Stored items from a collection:
········

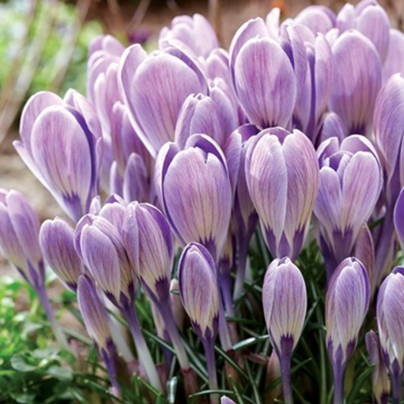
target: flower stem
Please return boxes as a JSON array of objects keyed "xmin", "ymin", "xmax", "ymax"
[
  {"xmin": 279, "ymin": 352, "xmax": 293, "ymax": 404},
  {"xmin": 121, "ymin": 303, "xmax": 163, "ymax": 392},
  {"xmin": 100, "ymin": 342, "xmax": 121, "ymax": 398},
  {"xmin": 233, "ymin": 240, "xmax": 248, "ymax": 300},
  {"xmin": 332, "ymin": 360, "xmax": 346, "ymax": 404},
  {"xmin": 36, "ymin": 284, "xmax": 70, "ymax": 352},
  {"xmin": 203, "ymin": 337, "xmax": 219, "ymax": 404},
  {"xmin": 157, "ymin": 301, "xmax": 199, "ymax": 399},
  {"xmin": 391, "ymin": 370, "xmax": 402, "ymax": 404}
]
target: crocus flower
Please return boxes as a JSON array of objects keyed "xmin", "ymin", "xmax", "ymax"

········

→ **YOUR INSTRUCTIONS**
After dropping every picture, transcribe each entry exactly.

→ **FINISHED EXERCISE**
target: flower stem
Please return boxes as a JSON array of objects keyed "xmin", "ymin", "xmax", "ymax"
[
  {"xmin": 279, "ymin": 352, "xmax": 293, "ymax": 404},
  {"xmin": 121, "ymin": 303, "xmax": 163, "ymax": 392},
  {"xmin": 100, "ymin": 342, "xmax": 121, "ymax": 398},
  {"xmin": 233, "ymin": 240, "xmax": 248, "ymax": 300},
  {"xmin": 332, "ymin": 360, "xmax": 346, "ymax": 404},
  {"xmin": 36, "ymin": 284, "xmax": 70, "ymax": 352},
  {"xmin": 203, "ymin": 337, "xmax": 219, "ymax": 404},
  {"xmin": 157, "ymin": 301, "xmax": 199, "ymax": 399},
  {"xmin": 391, "ymin": 370, "xmax": 402, "ymax": 404}
]
target: crocus flower
Please return boxes as a JSON array of objects keyed "xmin", "ymin", "xmax", "ymax"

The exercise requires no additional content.